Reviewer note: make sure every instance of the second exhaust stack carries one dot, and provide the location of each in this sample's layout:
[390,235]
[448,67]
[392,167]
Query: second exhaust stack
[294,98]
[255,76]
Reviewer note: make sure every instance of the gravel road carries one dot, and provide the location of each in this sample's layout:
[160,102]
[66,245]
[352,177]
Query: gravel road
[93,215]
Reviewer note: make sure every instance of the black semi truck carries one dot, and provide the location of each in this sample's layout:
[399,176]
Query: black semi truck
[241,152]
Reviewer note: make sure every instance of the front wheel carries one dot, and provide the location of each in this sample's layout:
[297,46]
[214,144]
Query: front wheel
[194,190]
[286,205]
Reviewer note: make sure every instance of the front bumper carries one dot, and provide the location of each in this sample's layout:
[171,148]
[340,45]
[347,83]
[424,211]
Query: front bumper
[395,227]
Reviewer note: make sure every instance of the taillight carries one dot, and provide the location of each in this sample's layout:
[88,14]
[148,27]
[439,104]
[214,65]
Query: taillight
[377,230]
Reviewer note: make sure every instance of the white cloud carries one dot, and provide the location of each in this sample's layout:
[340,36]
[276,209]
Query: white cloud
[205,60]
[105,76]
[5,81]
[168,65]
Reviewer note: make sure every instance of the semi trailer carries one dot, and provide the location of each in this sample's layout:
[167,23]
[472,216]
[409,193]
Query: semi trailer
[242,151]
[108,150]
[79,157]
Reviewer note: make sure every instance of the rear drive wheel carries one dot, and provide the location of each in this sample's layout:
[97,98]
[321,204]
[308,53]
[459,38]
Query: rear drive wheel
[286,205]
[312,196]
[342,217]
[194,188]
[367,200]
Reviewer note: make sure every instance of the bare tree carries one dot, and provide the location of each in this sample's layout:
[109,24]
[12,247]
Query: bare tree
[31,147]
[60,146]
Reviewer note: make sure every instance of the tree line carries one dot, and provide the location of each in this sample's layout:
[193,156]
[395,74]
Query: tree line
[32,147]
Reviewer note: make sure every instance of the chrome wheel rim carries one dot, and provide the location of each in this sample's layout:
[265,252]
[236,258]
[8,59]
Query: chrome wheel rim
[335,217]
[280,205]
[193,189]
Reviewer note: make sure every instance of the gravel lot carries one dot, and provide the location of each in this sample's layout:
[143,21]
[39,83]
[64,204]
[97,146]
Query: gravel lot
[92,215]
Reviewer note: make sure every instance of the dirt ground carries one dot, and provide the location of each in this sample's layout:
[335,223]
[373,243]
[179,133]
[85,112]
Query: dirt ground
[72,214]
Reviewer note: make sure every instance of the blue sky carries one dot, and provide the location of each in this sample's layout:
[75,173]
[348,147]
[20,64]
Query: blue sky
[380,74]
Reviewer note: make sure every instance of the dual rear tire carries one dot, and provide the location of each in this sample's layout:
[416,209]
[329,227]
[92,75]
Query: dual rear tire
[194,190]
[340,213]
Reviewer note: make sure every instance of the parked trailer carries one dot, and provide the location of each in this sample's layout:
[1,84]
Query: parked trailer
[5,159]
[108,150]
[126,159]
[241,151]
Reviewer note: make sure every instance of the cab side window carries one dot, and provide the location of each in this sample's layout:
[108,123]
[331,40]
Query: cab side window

|---|

(GOAL): Copy out the entire listing above with each "Query" switched to "Label" and nothing else changed.

(WRITTEN SOLUTION):
Reviewer note: make sure every instance of the second exhaust stack carries one dot, and provide the location of each in this sample's layout:
[390,235]
[448,67]
[392,167]
Label: second exhaust stack
[294,98]
[255,76]
Reviewer note: make sure every instance of the gravel road carries one dot, and provide the location of each in this sample's layout:
[160,102]
[66,245]
[352,177]
Label: gravel road
[93,215]
Reviewer note: make sure every instance of the black semi truck carries one dot, and provide the location of each in this sample's layout:
[399,176]
Label: black semi truck
[241,152]
Reviewer note: make sure every instance of the front wheel carries one dot, and provide the location of each in this sample's layout:
[297,46]
[214,144]
Label: front wheel
[194,190]
[286,205]
Reviewer note: make sure every instance of the front bumper carries one dot, and provide the location of each in this sample's layout:
[171,148]
[340,45]
[347,83]
[424,211]
Label: front bumper
[395,227]
Reviewer note: make sure every instance of the taillight carries one dot, and provide the location of each in this sample's layout:
[88,14]
[148,27]
[439,104]
[214,65]
Label: taillight
[377,230]
Reviewer note: make sure every instance of the white cloud carries one dot, and provide the location of each in this sample's layout:
[340,36]
[276,209]
Label: white cloud
[205,60]
[105,76]
[5,81]
[168,65]
Reviewer note: make sure every instance of the semi trailer carries one dot, and provide the location of each in this sample's layout:
[167,23]
[472,216]
[409,193]
Label: semi trailer
[242,151]
[108,150]
[79,157]
Reviewer note: make sure every instance of the rear drive wheel carries one dot, and provide the location of each in this sample's layout:
[97,98]
[321,204]
[308,53]
[459,38]
Label: rear drive wheel
[286,205]
[312,196]
[342,217]
[194,188]
[367,200]
Reviewer note: make sure every instance of the bare tree carries one dot, and provide the location of each in this sample's layout:
[109,24]
[12,247]
Label: bare tree
[31,147]
[60,146]
Reviewer note: make sure every instance of the tree line carries one dot, and provide the location of each in this sample's layout:
[193,156]
[395,74]
Label: tree line
[32,147]
Reviewer note: make sure every instance of the chrome wheel rim carries one dot, and provide the location of each in this sample's layout:
[265,252]
[236,258]
[8,59]
Label: chrome wheel rim
[335,217]
[280,205]
[193,189]
Reviewer note: make sure every instance of the gravel lot carries one dot, and provide the location of each in this sample's layout:
[143,21]
[39,83]
[64,204]
[97,146]
Label: gravel lot
[92,215]
Reviewer note: make sure every instance of the dirt ground carries one dot, and provide the location of each in this sample's layout:
[335,223]
[373,243]
[179,133]
[85,112]
Label: dirt ground
[72,214]
Reviewer note: make sure every instance of the blue sky carries one dot, and provide the location of each in this sample's layout:
[75,173]
[348,147]
[20,64]
Label: blue sky
[380,74]
Reviewer note: make sure every instance of the dual rear tire carries one dot, and provide the location of each in this sample's layout:
[416,209]
[329,227]
[92,75]
Label: dual rear tire
[194,190]
[340,213]
Reviewer note: make sure every instance of the parked trailer carries one dot, and provide the location of each in this sample's layout:
[1,84]
Label: parked trailer
[5,159]
[108,150]
[126,159]
[241,151]
Reviewer note: make sure every instance of the cab side window carries one dot, and provide the location of each in this sample's layout:
[108,123]
[331,40]
Label: cab side window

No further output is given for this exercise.